Written exercise:
Place every line of the entries below into a Markdown table with the columns "Row" and "Line". Number each row and leave out blank lines.

::: Information supplied

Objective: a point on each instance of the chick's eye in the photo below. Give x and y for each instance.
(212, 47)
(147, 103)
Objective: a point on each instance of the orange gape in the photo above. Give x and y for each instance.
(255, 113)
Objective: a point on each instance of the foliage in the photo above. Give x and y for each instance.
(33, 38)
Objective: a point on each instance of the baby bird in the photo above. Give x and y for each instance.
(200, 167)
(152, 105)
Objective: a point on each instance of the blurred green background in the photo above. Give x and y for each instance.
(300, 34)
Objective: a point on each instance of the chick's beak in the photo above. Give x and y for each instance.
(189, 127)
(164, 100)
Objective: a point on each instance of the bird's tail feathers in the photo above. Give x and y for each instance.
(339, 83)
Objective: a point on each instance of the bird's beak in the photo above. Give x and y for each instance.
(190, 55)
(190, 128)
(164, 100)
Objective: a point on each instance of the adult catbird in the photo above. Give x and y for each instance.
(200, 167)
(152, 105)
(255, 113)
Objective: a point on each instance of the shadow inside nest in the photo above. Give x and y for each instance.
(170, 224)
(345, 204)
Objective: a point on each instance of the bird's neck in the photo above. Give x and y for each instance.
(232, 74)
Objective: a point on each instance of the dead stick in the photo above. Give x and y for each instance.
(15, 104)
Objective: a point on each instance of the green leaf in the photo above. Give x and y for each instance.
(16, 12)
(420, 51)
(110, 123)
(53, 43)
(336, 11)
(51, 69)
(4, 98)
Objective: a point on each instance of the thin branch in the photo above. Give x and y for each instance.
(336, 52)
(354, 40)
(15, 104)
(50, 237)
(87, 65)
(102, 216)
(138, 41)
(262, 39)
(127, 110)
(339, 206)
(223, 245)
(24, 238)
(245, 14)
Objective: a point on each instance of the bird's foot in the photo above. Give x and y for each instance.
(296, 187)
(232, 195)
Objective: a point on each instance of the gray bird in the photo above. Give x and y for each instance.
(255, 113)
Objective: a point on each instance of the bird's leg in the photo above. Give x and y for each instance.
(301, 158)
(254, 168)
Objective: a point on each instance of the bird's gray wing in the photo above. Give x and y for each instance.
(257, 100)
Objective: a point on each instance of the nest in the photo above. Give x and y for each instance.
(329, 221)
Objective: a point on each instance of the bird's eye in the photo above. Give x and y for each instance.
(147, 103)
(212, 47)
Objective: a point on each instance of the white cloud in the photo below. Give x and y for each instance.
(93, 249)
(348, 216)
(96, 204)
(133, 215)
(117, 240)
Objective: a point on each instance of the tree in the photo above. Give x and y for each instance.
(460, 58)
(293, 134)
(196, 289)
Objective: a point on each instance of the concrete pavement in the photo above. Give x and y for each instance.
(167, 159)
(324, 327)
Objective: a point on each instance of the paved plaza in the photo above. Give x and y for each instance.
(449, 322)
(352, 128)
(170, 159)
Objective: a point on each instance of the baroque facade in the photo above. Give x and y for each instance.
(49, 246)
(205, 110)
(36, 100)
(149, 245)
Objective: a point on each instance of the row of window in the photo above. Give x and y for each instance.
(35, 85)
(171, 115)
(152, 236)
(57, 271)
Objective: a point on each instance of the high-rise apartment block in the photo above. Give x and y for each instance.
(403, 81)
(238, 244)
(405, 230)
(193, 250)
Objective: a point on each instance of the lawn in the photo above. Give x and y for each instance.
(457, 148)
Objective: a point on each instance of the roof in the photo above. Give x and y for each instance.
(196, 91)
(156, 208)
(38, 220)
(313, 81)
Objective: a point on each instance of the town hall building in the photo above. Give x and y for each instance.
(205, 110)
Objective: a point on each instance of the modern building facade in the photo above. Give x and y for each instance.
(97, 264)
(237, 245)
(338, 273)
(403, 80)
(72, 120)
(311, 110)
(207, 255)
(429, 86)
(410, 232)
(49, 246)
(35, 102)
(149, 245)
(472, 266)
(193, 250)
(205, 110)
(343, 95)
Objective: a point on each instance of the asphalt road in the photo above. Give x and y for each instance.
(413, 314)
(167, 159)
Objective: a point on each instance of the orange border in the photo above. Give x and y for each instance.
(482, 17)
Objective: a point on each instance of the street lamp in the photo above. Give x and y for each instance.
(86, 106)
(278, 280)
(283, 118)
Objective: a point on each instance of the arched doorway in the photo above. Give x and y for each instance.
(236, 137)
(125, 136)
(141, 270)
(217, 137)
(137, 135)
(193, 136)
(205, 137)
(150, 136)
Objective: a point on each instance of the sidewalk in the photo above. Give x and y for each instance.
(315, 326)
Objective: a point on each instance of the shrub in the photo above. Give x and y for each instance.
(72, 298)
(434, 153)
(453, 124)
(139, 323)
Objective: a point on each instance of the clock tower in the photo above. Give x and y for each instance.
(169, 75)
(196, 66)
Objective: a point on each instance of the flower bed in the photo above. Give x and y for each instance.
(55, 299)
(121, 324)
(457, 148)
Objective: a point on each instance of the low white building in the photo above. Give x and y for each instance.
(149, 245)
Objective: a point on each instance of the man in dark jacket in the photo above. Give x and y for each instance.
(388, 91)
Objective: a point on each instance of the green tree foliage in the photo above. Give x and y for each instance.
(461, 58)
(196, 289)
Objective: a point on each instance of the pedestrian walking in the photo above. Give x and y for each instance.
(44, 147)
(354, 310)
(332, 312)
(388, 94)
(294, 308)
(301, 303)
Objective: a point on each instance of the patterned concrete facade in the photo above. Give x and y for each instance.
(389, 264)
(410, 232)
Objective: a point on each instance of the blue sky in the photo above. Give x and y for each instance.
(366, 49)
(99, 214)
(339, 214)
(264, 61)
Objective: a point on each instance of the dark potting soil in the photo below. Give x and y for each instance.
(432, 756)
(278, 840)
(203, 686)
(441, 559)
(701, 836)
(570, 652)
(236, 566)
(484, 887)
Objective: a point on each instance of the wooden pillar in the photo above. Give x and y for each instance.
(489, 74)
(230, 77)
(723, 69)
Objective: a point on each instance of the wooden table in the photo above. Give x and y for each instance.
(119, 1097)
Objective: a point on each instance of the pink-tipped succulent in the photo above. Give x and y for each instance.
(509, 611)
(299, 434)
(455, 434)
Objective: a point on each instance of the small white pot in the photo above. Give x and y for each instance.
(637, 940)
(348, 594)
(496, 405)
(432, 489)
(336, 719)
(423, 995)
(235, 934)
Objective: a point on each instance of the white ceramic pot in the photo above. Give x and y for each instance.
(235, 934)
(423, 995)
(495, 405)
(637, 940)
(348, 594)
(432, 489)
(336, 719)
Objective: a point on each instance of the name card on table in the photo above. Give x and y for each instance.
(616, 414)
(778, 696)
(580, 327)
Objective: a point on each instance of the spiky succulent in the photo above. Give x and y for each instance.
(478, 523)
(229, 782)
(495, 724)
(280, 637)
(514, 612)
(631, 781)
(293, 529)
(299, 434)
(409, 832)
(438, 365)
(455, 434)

::::::

Solution for this task:
| Row | Line |
|---|---|
| 1 | Objective: a point on each instance of the chick's eye in the photo below. Give x and y for each instance. |
| 2 | (212, 47) |
| 3 | (147, 103) |
| 4 | Objective: a point on each instance of the orange gape in the photo above. Give x and y for each instance. |
| 5 | (255, 113) |
| 6 | Objective: a point on each instance of the foliage in the photo above. Give x and y for each instance. |
| 7 | (33, 38) |
| 8 | Objective: a point on each instance of the baby bird in the photo above. Give x and y for each instance. |
| 9 | (200, 167) |
| 10 | (152, 105) |
| 11 | Objective: a point on each instance of the blurred green background in the photo above. Give x and y for each instance. |
| 12 | (300, 34) |
| 13 | Objective: a point on each instance of the chick's beak in the photo above. Give x and y for each instance. |
| 14 | (189, 127) |
| 15 | (164, 100) |
| 16 | Objective: a point on each instance of the bird's tail feathers in the photo above. Give x and y for each instance. |
| 17 | (339, 83) |
| 18 | Objective: a point on each instance of the bird's beak in the photo above. Give x and y for each instance. |
| 19 | (190, 55) |
| 20 | (190, 128) |
| 21 | (164, 100) |
| 22 | Objective: a point on each instance of the adult catbird in the photo above. Give x and y for each instance. |
| 23 | (200, 167) |
| 24 | (152, 105) |
| 25 | (255, 113) |
| 26 | Objective: a point on each instance of the shadow inside nest in the photo above. Give x and y for each instance. |
| 27 | (170, 224) |
| 28 | (345, 204) |
| 29 | Objective: a point on each instance of the bird's neck in the photo above. Give x and y for each instance. |
| 30 | (232, 74) |
| 31 | Objective: a point on each instance of the dead stick in the photo above. Give x and y for each instance. |
| 32 | (15, 104) |
| 33 | Objective: a point on each instance of the green leaf in the photo above. Give x and y for each instance. |
| 34 | (16, 12) |
| 35 | (420, 51) |
| 36 | (110, 123) |
| 37 | (53, 43) |
| 38 | (336, 11) |
| 39 | (51, 69) |
| 40 | (4, 98) |
| 41 | Objective: a point on each instance of the thin branch in the photo above. Give x and y for each instance. |
| 42 | (336, 52) |
| 43 | (354, 40) |
| 44 | (15, 104) |
| 45 | (50, 237) |
| 46 | (87, 65) |
| 47 | (102, 216) |
| 48 | (138, 41) |
| 49 | (262, 39) |
| 50 | (127, 110) |
| 51 | (339, 206) |
| 52 | (223, 245) |
| 53 | (24, 238) |
| 54 | (245, 14) |
| 55 | Objective: a point on each instance of the bird's foot in the photo above. Give x and y for each instance. |
| 56 | (296, 187) |
| 57 | (232, 195) |
| 58 | Objective: a point on each instance of the gray bird in the photo above. Give x and y for each instance. |
| 59 | (255, 113) |
| 60 | Objective: a point on each instance of the bird's leg in the photo above. Give x and y for each instance. |
| 61 | (301, 158) |
| 62 | (254, 168) |
| 63 | Objective: a point on each instance of the bird's gray wing in the photo above. Give x and y for each instance. |
| 64 | (257, 100) |
| 65 | Objective: a point on each instance of the nest in the photo above. Give x and y for each instance. |
| 66 | (329, 221) |
| 67 | Objective: a point on each instance of the bird's eye in the photo above. Give x and y for each instance. |
| 68 | (147, 103) |
| 69 | (212, 47) |
| 70 | Objective: a point on each instance of the white cloud in the photo below. Give x and y for each instance. |
| 71 | (93, 249) |
| 72 | (348, 216) |
| 73 | (96, 204) |
| 74 | (133, 215) |
| 75 | (117, 240) |
| 76 | Objective: a point on each instance of the tree in the photo above. Give x and y for each instance. |
| 77 | (460, 58) |
| 78 | (293, 134) |
| 79 | (196, 289) |
| 80 | Objective: a point on each instance of the concrete pavement in the photo above. Give x and y for each instance. |
| 81 | (167, 159) |
| 82 | (324, 327) |
| 83 | Objective: a point on each instance of the paved plaza in the photo above. Give x and y for each instance. |
| 84 | (449, 322) |
| 85 | (352, 128) |
| 86 | (170, 159) |
| 87 | Objective: a point on each instance of the baroque facade in the photo above. Give x and y for each instance. |
| 88 | (49, 246) |
| 89 | (205, 110) |
| 90 | (36, 100) |
| 91 | (149, 245) |
| 92 | Objective: a point on each instance of the row of window in the photo above. Give x and y for each instance. |
| 93 | (35, 85) |
| 94 | (171, 115) |
| 95 | (152, 236) |
| 96 | (57, 271) |
| 97 | Objective: a point on each instance of the high-rise apartment block in the photo above. Give x and y for each instance. |
| 98 | (403, 81) |
| 99 | (238, 244) |
| 100 | (405, 230) |
| 101 | (193, 250) |
| 102 | Objective: a point on each instance of the lawn in the photo above. Give x and y for each instance. |
| 103 | (457, 148) |
| 104 | Objective: a point on each instance of the roof in the photo above. Give x and y for each instance. |
| 105 | (196, 91) |
| 106 | (156, 208) |
| 107 | (38, 220) |
| 108 | (313, 81) |
| 109 | Objective: a point on each instance of the town hall building in the photo above. Give x and y for each instance. |
| 110 | (205, 110) |
| 111 | Objective: a point on each instance of the modern building facade in the photo above. Give x and y for each instance. |
| 112 | (97, 264) |
| 113 | (237, 245) |
| 114 | (338, 273) |
| 115 | (403, 80) |
| 116 | (72, 120) |
| 117 | (311, 110) |
| 118 | (207, 255) |
| 119 | (429, 86) |
| 120 | (410, 232) |
| 121 | (49, 246) |
| 122 | (35, 102) |
| 123 | (149, 245) |
| 124 | (472, 266) |
| 125 | (193, 250) |
| 126 | (205, 110) |
| 127 | (343, 95) |
| 128 | Objective: a point on each instance of the asphalt road in the photo above. Give x and y for each instance. |
| 129 | (413, 314) |
| 130 | (167, 159) |
| 131 | Objective: a point on each instance of the orange border in the photo above. Give x and y for each instance. |
| 132 | (482, 17) |
| 133 | Objective: a point on each instance of the street lamp in the photo above. Give x and y for each instance. |
| 134 | (86, 106) |
| 135 | (278, 280) |
| 136 | (283, 118) |
| 137 | Objective: a point on each instance of the arched doorway in the photo above. Give x and y for each instance. |
| 138 | (236, 137) |
| 139 | (125, 136) |
| 140 | (141, 270) |
| 141 | (217, 137) |
| 142 | (137, 135) |
| 143 | (193, 136) |
| 144 | (205, 137) |
| 145 | (150, 136) |
| 146 | Objective: a point on each instance of the sidewalk in the photo above. Give x and y for each instance. |
| 147 | (315, 326) |
| 148 | Objective: a point on each instance of the shrub in the photo above. Give x and y for each instance. |
| 149 | (72, 298) |
| 150 | (434, 153) |
| 151 | (453, 124) |
| 152 | (139, 323) |
| 153 | Objective: a point on each instance of the clock tower in the photo above. Give x and y for each instance. |
| 154 | (169, 75) |
| 155 | (196, 66) |
| 156 | Objective: a point on each instance of the flower bed in the photo above. Give x and y for each instance. |
| 157 | (55, 299) |
| 158 | (121, 324) |
| 159 | (457, 148) |
| 160 | Objective: a point on each instance of the low white building in the photo above. Give x and y for each instance. |
| 161 | (149, 245) |
| 162 | Objective: a point on each instance of the man in dark jacket in the photo above. Give x and y for each instance. |
| 163 | (388, 91) |
| 164 | Objective: a point on each instance of the green tree foliage in the photo above. Give x and y for each instance. |
| 165 | (461, 58) |
| 166 | (196, 289) |
| 167 | Objective: a point on each instance of the pedestrian walking in the photo above. Give x and y for each instance. |
| 168 | (44, 147) |
| 169 | (354, 310) |
| 170 | (332, 312) |
| 171 | (388, 94) |
| 172 | (294, 308) |
| 173 | (301, 303) |
| 174 | Objective: a point on each instance of the patterned concrete facade in the photo above. Give x and y for each instance. |
| 175 | (389, 264) |
| 176 | (410, 232) |
| 177 | Objective: a point on each instance of the blue sky in the photo above. Give x and y for each instance. |
| 178 | (366, 49) |
| 179 | (99, 214) |
| 180 | (339, 214) |
| 181 | (264, 61) |
| 182 | Objective: a point on each instance of the dark potting soil in the photo below. Give x and y for each instance. |
| 183 | (432, 756) |
| 184 | (278, 840) |
| 185 | (203, 686) |
| 186 | (441, 559) |
| 187 | (701, 836) |
| 188 | (570, 652) |
| 189 | (236, 566) |
| 190 | (484, 887) |
| 191 | Objective: a point on each instance of the wooden pillar in the photo above. Give x and y for each instance. |
| 192 | (489, 74) |
| 193 | (230, 77) |
| 194 | (723, 69) |
| 195 | Objective: a point on each instance of the wooden table in the photo above. Give x and y for each instance. |
| 196 | (119, 1097) |
| 197 | Objective: a point on each instance of the pink-tipped succulent in the photo above. Give x and y for each instance. |
| 198 | (509, 611) |
| 199 | (299, 434) |
| 200 | (455, 434) |
| 201 | Objective: a point on each instance of the small white pot in the photo above. Give x and y for each instance. |
| 202 | (637, 940) |
| 203 | (348, 594) |
| 204 | (496, 405) |
| 205 | (432, 489) |
| 206 | (336, 719) |
| 207 | (423, 995) |
| 208 | (235, 934) |
| 209 | Objective: a point on each instance of the white ceramic pot in the photo above. Give x and y for each instance. |
| 210 | (235, 934) |
| 211 | (423, 995) |
| 212 | (495, 405) |
| 213 | (637, 940) |
| 214 | (348, 594) |
| 215 | (432, 489) |
| 216 | (336, 719) |
| 217 | Objective: a point on each instance of the name card on table in the photo above. Give x and y for each instance. |
| 218 | (616, 414) |
| 219 | (778, 696) |
| 220 | (580, 327) |
| 221 | Objective: a point on each instance of the spiky succulent in the photo above. Give x and y for each instance. |
| 222 | (478, 523) |
| 223 | (229, 782) |
| 224 | (495, 724) |
| 225 | (280, 637) |
| 226 | (514, 612) |
| 227 | (631, 781) |
| 228 | (293, 529) |
| 229 | (299, 434) |
| 230 | (409, 832) |
| 231 | (438, 365) |
| 232 | (455, 434) |